Work to do
Retype the lines verbatim, from the line containing "Expected output, for every instance of the hand" through the last of the lines, with both ends included and the pictures left out.

Data rows
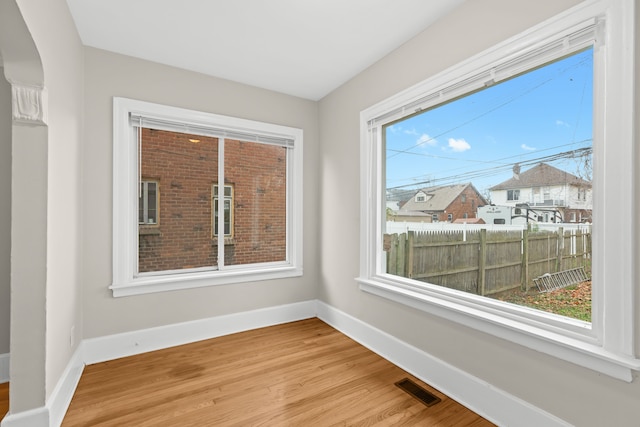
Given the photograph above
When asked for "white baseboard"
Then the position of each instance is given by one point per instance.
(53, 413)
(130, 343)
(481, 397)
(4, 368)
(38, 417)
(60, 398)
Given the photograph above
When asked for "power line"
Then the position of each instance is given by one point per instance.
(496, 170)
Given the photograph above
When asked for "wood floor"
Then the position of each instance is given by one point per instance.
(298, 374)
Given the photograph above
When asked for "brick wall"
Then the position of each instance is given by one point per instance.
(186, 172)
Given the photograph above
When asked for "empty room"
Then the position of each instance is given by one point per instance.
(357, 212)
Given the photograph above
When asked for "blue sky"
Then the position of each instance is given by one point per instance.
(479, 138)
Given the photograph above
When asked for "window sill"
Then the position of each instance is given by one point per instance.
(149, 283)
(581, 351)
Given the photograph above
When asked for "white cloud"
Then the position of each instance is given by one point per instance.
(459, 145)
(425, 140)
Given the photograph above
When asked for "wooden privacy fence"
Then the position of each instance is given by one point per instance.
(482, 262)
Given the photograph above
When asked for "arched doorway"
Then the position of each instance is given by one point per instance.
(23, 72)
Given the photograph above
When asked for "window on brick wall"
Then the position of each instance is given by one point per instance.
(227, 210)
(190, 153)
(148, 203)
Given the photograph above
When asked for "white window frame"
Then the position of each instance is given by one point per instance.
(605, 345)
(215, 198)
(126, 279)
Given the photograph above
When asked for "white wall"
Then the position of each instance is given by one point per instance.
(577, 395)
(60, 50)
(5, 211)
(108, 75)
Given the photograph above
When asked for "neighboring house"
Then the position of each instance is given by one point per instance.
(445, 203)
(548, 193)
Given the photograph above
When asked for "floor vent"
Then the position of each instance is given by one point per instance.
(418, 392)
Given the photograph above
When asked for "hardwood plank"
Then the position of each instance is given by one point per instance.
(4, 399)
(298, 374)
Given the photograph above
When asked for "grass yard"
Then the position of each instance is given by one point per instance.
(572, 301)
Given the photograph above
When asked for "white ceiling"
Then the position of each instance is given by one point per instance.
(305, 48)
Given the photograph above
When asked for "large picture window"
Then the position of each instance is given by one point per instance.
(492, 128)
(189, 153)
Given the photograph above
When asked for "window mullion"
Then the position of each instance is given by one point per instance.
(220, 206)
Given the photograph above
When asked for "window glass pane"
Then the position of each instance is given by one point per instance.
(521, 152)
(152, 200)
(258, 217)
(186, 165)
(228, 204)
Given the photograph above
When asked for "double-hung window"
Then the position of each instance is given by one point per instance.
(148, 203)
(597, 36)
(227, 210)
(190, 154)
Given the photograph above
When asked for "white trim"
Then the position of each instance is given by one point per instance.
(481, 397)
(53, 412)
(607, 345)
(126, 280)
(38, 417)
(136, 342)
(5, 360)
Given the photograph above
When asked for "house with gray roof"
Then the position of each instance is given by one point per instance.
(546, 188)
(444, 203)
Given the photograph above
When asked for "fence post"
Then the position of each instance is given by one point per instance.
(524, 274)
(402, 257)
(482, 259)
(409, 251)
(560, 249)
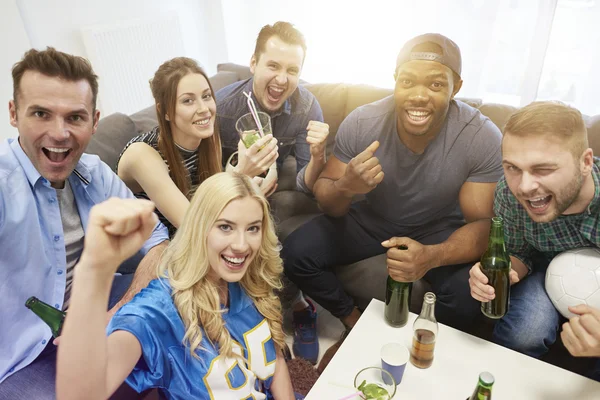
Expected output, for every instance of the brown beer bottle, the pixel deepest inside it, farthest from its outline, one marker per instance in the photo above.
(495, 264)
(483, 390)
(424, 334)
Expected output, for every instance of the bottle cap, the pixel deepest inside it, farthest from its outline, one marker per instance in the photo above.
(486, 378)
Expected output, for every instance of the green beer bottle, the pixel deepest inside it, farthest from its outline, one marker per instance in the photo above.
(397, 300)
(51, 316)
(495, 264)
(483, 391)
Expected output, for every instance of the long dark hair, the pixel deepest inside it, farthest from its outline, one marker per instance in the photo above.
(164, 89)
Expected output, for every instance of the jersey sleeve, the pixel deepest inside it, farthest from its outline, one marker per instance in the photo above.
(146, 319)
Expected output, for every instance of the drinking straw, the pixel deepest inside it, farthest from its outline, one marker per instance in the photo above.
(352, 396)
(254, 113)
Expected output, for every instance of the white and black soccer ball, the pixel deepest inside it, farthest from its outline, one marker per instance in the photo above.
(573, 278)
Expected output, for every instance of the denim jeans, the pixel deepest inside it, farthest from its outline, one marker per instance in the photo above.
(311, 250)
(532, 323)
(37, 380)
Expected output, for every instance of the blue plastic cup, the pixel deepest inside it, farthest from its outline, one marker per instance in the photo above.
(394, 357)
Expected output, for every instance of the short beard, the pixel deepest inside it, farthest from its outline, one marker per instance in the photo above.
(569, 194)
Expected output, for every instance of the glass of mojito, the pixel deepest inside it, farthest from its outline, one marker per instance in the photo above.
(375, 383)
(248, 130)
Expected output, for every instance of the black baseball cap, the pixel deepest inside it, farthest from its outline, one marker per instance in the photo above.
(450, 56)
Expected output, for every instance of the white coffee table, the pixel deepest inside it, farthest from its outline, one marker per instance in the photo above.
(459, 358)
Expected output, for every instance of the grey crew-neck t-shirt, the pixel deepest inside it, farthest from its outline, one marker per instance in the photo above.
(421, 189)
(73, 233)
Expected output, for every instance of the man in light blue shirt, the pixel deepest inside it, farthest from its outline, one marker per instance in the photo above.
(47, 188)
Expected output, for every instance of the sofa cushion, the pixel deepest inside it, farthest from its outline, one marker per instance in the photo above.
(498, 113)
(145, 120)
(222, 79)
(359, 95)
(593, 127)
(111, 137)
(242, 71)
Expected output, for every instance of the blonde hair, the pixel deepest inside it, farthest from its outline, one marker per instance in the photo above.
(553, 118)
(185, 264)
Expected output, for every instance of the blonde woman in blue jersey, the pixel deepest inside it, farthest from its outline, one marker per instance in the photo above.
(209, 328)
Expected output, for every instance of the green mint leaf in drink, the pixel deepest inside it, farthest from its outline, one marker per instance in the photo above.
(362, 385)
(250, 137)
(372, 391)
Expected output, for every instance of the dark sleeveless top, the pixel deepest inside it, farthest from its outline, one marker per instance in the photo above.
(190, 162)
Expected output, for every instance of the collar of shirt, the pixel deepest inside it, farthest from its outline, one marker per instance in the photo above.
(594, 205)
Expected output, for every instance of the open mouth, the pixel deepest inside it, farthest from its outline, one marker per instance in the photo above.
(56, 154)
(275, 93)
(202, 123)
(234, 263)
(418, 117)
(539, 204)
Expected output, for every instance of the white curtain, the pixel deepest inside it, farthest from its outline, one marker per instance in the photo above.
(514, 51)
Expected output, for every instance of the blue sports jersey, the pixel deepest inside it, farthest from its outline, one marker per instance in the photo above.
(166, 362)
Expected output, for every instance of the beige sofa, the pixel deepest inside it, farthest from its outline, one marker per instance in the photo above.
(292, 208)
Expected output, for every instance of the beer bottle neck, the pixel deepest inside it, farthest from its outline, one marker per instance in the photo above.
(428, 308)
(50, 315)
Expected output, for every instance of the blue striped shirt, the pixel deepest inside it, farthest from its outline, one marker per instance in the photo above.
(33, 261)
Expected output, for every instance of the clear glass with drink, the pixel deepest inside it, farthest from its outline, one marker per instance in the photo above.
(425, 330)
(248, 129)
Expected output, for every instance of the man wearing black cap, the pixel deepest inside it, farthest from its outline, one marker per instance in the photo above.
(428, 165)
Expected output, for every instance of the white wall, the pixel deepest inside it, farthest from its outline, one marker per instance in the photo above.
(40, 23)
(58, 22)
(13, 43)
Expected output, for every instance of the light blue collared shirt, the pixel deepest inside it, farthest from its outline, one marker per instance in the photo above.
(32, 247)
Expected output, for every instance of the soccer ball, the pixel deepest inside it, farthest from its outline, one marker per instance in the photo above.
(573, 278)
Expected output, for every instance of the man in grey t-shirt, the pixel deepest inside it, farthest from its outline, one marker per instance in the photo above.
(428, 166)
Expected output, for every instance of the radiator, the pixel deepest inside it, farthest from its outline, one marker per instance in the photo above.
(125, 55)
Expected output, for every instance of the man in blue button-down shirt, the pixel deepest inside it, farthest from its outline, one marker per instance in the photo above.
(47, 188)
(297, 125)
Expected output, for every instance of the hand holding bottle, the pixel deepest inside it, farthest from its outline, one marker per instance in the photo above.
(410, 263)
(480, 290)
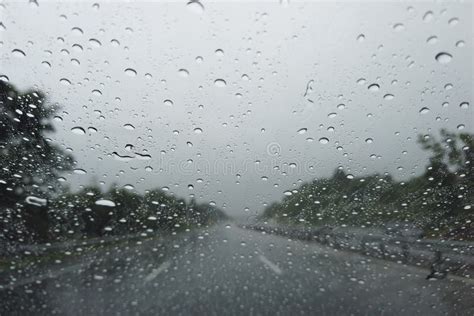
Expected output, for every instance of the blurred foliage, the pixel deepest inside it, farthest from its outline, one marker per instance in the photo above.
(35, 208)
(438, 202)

Solution to the problem
Expected output, for every instance of the hand holding bottle, the pixel deepest inside it, farthest from its outline, one marker per instance in the photo above.
(410, 263)
(480, 290)
Expected output, for every instance of the blurred foliage, the pixel deepest inside it, farthest from its outline, one marker per instance in the photo above.
(35, 208)
(438, 202)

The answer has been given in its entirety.